Rewrite the records from the line containing "glove in the image above." through the end of the records, replacing "Locate" with "Find" and changing nothing else. Give only those lines.
++++++++
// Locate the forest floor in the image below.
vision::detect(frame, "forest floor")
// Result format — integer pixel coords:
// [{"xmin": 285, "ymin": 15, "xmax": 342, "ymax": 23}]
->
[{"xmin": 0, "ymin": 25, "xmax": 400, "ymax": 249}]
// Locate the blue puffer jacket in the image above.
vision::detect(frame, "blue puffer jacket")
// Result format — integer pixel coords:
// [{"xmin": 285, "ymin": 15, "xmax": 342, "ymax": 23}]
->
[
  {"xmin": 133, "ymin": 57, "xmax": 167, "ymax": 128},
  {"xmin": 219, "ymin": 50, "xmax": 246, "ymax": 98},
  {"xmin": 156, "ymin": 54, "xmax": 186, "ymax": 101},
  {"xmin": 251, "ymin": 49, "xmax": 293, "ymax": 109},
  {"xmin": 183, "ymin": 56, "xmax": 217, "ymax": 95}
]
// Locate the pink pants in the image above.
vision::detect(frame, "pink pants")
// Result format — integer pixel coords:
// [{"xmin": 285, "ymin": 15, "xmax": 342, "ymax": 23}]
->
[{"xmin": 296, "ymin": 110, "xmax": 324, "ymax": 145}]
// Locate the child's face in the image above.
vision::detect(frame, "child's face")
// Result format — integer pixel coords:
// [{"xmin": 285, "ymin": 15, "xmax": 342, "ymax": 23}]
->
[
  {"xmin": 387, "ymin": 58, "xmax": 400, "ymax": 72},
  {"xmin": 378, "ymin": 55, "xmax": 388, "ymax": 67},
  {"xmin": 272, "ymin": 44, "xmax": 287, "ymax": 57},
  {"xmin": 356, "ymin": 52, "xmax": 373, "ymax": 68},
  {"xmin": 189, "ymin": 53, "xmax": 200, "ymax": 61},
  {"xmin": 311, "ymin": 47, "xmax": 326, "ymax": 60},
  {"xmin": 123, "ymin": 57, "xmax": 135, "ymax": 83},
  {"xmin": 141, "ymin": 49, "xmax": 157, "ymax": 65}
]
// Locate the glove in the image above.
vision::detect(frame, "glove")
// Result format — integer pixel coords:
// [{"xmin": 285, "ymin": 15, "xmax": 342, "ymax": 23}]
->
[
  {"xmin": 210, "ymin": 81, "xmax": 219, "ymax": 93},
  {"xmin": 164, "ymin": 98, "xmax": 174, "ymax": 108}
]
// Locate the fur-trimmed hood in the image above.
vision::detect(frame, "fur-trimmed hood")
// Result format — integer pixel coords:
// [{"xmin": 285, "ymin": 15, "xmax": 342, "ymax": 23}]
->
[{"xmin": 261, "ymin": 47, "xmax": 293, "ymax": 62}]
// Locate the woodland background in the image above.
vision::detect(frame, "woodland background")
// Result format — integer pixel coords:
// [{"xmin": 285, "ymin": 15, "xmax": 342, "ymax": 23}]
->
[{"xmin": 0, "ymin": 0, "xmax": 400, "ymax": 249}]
++++++++
(EXERCISE OUTPUT)
// Find the glove in the image above.
vision::detect(frame, "glove")
// Result format — integer pixel coords:
// [{"xmin": 285, "ymin": 15, "xmax": 342, "ymax": 23}]
->
[
  {"xmin": 210, "ymin": 81, "xmax": 219, "ymax": 93},
  {"xmin": 164, "ymin": 98, "xmax": 174, "ymax": 108}
]
// Find the fur-trimmed hood in the image above.
vision::detect(frame, "fur-trimmed hood")
// Result format — integer pixel coords:
// [{"xmin": 285, "ymin": 15, "xmax": 342, "ymax": 23}]
->
[{"xmin": 261, "ymin": 47, "xmax": 293, "ymax": 62}]
// Find the woodland background in the image above.
vision::detect(frame, "woodland background")
// Result format — integer pixel coords:
// [{"xmin": 285, "ymin": 15, "xmax": 342, "ymax": 23}]
->
[{"xmin": 0, "ymin": 0, "xmax": 400, "ymax": 249}]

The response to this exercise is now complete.